Prompt: Report the count of lines below that include "loose", without any other text.

(Stored data)
Start of Block
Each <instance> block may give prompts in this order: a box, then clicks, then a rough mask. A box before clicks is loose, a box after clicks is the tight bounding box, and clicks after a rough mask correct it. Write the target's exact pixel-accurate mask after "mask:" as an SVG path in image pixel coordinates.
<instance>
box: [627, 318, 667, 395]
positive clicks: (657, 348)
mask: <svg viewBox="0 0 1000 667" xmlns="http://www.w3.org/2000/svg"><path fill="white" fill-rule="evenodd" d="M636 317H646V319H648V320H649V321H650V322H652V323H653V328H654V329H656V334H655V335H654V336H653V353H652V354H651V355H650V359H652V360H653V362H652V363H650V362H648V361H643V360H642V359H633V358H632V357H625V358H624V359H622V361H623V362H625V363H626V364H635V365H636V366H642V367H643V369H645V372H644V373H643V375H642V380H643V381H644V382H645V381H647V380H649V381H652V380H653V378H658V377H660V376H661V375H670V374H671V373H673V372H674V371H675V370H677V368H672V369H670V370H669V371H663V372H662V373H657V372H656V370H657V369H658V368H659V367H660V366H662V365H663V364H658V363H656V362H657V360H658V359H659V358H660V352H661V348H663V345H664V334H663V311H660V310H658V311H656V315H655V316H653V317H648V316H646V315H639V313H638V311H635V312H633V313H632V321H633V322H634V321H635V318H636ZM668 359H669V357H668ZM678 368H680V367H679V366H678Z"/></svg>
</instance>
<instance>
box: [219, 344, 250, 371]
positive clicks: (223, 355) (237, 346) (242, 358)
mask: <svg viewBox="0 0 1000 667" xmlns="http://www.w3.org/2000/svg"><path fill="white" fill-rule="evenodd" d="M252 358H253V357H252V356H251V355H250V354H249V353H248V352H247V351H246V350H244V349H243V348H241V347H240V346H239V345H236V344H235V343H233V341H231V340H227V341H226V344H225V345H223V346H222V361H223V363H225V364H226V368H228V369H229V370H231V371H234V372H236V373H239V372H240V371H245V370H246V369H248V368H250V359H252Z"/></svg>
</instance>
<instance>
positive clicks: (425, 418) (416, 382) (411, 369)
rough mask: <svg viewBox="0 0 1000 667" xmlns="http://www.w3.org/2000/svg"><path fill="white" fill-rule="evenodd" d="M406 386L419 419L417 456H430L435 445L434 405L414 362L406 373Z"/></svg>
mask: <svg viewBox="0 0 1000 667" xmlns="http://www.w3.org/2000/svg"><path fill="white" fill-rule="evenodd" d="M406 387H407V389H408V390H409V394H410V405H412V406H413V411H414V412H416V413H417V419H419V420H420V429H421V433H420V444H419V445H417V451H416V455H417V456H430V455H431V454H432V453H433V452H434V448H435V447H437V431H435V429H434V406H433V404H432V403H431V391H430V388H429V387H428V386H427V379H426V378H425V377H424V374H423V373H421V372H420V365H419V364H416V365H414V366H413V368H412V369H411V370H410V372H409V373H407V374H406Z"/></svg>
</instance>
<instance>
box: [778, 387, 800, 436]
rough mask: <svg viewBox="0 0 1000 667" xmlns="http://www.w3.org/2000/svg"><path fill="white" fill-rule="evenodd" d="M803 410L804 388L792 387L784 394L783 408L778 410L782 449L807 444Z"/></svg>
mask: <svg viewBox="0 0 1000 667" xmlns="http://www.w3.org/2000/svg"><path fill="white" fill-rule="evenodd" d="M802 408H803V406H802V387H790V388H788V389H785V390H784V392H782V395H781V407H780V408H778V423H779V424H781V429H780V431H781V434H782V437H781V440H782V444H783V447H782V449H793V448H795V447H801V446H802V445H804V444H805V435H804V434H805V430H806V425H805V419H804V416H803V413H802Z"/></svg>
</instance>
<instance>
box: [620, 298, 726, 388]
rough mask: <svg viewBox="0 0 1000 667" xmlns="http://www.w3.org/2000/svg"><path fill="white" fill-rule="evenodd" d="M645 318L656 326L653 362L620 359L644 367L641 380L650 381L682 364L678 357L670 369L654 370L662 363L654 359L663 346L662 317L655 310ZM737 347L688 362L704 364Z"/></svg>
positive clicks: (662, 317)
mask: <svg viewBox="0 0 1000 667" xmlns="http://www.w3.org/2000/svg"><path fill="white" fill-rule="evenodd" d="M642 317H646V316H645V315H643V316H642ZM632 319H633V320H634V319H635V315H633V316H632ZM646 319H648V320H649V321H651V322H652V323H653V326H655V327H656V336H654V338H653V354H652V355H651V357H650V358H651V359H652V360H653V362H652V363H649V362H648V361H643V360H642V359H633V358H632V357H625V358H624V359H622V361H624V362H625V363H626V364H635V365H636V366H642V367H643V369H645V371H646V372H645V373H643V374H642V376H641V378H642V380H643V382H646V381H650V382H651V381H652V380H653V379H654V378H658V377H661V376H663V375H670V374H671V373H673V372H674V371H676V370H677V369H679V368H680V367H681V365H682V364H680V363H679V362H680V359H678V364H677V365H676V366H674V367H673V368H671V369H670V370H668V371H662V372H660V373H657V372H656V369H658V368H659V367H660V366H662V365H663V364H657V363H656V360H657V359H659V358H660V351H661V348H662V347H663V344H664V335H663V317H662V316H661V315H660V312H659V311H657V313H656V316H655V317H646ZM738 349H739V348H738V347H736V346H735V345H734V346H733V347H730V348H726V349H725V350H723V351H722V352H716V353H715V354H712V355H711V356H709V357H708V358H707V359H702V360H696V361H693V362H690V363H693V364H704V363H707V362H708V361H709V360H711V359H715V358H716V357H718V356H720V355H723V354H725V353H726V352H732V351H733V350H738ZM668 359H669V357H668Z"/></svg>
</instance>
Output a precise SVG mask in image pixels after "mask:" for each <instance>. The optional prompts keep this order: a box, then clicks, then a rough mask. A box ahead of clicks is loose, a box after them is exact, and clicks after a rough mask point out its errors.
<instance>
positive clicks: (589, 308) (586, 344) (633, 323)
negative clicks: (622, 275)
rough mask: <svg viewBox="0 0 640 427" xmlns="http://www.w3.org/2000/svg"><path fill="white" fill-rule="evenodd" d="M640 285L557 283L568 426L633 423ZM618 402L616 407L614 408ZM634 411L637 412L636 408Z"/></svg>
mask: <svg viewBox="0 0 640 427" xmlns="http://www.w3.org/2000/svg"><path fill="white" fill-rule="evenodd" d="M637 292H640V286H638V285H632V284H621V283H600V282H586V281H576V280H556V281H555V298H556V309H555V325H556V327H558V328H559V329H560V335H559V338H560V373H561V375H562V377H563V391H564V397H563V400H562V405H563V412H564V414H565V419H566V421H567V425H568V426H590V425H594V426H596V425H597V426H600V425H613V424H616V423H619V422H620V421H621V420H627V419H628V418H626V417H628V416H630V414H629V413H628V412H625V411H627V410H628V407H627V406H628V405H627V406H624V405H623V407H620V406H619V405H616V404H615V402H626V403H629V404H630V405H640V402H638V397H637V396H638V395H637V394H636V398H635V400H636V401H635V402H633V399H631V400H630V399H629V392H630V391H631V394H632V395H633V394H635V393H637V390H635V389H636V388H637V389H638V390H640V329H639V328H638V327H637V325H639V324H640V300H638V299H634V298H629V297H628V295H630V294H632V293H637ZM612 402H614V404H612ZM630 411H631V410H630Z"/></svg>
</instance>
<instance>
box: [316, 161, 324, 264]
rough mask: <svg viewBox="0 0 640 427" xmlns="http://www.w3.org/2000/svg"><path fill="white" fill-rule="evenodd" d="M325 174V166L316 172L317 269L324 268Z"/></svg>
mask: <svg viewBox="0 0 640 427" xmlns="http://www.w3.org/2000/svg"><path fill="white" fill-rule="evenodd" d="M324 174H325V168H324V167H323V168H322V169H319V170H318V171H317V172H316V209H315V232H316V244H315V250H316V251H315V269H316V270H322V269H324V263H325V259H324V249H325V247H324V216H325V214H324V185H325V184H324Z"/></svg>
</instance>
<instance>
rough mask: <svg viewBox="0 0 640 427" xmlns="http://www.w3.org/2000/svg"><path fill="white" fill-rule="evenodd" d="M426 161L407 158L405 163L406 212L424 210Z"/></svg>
End of Block
Exercise answer: 2